## What the exercise asks
Would you retype all of these records exactly?

## Data in this exercise
┄┄┄┄┄┄

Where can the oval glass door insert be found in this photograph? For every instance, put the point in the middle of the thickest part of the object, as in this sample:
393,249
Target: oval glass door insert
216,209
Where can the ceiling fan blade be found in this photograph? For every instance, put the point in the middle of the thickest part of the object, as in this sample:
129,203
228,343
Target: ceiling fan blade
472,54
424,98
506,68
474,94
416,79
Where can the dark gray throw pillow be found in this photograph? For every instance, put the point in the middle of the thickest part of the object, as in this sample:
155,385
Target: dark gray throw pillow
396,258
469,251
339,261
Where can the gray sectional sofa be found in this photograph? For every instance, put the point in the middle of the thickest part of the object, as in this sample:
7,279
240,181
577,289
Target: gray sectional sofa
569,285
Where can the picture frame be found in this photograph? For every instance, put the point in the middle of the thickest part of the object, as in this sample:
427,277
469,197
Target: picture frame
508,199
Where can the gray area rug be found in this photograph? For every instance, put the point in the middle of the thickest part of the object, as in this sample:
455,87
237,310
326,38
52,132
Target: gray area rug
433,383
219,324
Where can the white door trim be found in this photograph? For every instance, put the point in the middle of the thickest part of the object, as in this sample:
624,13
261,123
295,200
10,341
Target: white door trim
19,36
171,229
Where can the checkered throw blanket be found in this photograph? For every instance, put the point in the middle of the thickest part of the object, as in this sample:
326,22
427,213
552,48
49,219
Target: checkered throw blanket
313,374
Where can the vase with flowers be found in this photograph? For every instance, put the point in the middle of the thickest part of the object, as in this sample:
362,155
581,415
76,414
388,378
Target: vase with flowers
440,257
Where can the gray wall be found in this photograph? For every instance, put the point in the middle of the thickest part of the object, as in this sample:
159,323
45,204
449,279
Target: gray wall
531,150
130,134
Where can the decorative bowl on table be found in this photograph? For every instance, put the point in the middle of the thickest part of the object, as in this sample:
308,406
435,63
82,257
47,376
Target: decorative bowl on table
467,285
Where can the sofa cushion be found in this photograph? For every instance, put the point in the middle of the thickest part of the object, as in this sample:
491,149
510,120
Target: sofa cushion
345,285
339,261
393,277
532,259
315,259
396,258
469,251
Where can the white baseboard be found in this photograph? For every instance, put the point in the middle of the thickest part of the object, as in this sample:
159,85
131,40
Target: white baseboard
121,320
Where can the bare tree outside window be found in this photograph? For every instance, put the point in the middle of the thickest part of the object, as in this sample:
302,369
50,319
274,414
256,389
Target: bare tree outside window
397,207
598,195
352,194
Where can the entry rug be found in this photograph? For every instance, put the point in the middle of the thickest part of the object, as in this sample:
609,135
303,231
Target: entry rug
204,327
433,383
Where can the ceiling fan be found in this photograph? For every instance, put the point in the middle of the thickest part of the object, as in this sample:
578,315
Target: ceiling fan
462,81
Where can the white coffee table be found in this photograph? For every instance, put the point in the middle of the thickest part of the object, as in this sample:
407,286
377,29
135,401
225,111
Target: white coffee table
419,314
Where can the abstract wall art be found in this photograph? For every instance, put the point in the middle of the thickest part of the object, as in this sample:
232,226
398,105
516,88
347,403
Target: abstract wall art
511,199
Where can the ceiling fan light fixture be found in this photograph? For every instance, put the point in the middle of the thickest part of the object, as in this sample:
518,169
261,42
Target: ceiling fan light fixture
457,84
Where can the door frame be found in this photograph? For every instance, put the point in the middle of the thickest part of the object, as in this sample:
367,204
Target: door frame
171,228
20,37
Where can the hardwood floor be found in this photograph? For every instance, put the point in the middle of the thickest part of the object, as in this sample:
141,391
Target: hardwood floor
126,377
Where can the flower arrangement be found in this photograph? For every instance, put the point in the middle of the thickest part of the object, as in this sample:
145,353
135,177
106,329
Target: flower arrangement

┄┄┄┄┄┄

## Expected answer
Where can the oval glass door insert be found in this photograph? For every instance, put the point in the middle of the thickest part of the object, as in this sample:
393,249
Target: oval glass door insert
216,209
Where can the ceiling fan blade be found in this photograph? For every instance, put the point in the middle of the thickest part of the object, as in this sample:
129,203
228,343
Target: ceiling fan blade
472,54
424,98
506,68
474,94
416,79
Where can the dark gray throw pillow be found in this photograph? For every instance, put the point in the middle of the thickest part of the object, as in this sample:
155,385
Target: dark gray throw pillow
396,258
469,251
339,261
Where can the gray sectional sofa be found in this photograph? For every instance, put the point in the middle of the thickest part of the object, as in this sample:
7,279
240,181
577,289
Target: gray sectional sofa
569,285
Where can the picture frame be found in this photograph? For every instance, put the point in the middle of the thickest part of the object, as in this sample:
427,277
469,197
Target: picture frame
508,199
Where can the gray area rug be found in this photograph? For every instance, put the point in the middle of the thickest part of the object, as in this sample:
455,87
237,310
326,38
52,132
Target: gray area rug
433,383
219,324
Where can the white door trim be found in this photograph? For every instance, put the point in the middle of the thickest part of the object, as in this sample:
624,13
261,123
295,200
10,341
Target: white door trim
19,36
171,229
Where can the checkered throw blanket be found in this photograph? For every instance, put the point in the middle of the thickest part of the object, as in this sample:
326,22
427,213
552,48
49,219
Target: checkered throw blanket
313,374
Where can the vase with flowers be found in this photograph? For every instance, put the point in the middle of the thickest part of the object, as in this sample:
362,155
581,415
76,414
388,378
Target: vase with flowers
440,257
Where can the gray wall be found in this photograph? For every instance, put the point in the middle of the thickest part of the object, as in this sample:
159,323
45,204
449,279
Target: gray wall
531,150
130,134
Where can the decorative bowl on table be found in this photograph? For every instance, put the point in the middle of the thickest part of the object, as in this sample:
308,406
435,63
82,257
47,376
Target: decorative bowl on table
467,285
Where can the sofa cushion be found in this photograph? For every instance, put the point in the middle of the thickest part of the object, as in this sample:
491,149
510,120
Target: sofa cushion
345,285
339,261
393,277
532,259
315,259
396,258
469,251
Where can the white baseboard be found in this photograph? For every instance, put the point in the middle of the thickest part of the object, as in this sample:
159,85
131,40
Target: white baseboard
121,320
Where can the bare tree outside window be found in this photograph? For every instance, put the point in the middle of the thickest part of the object, as in this sample:
302,369
50,319
274,414
256,389
Target: bare tree outside window
397,207
598,195
352,194
Where can the entry rug be found in this photograph? For every instance, put the point in the middle of the thickest part of the object, as in this sample:
609,135
303,231
Target: entry rug
204,327
433,383
Where can the ceiling fan be found in this photograph? For every instance, put the point in the middle of the thickest part of the object, as in this sample:
578,315
Target: ceiling fan
462,81
Where can the white coffee table be found in this photograph? For every instance, put the point in the middle of the thickest part of the object, as in this sample:
407,286
377,29
135,401
225,111
Target: white coffee table
419,314
Where can the abstract wall art be found in this photograph? For every instance, put the point in the middle of the thickest part of the object, as in this sample:
232,226
398,105
516,88
347,403
Target: abstract wall art
511,199
Where can the ceiling fan light fixture be found in this photograph? For every instance, put the point in the middle of the thickest part of the object, as in this sample:
518,169
261,42
Target: ceiling fan light fixture
457,84
Where can the door frame be found in this photograph? For every instance, put the point in the middle of the thickest part of the object, as in this sample:
367,204
Target: door frame
171,228
20,37
Where can the hardwood floor be found in this photograph? For every instance, put the point in the middle of the thickest part of the object, as in this sample:
141,391
Target: hardwood floor
126,377
Where can the flower arrangement be found in this photograph? For every instance, put the point in the middle of the thickest part of the object, as in this sample:
145,353
135,177
106,329
Target: flower arrangement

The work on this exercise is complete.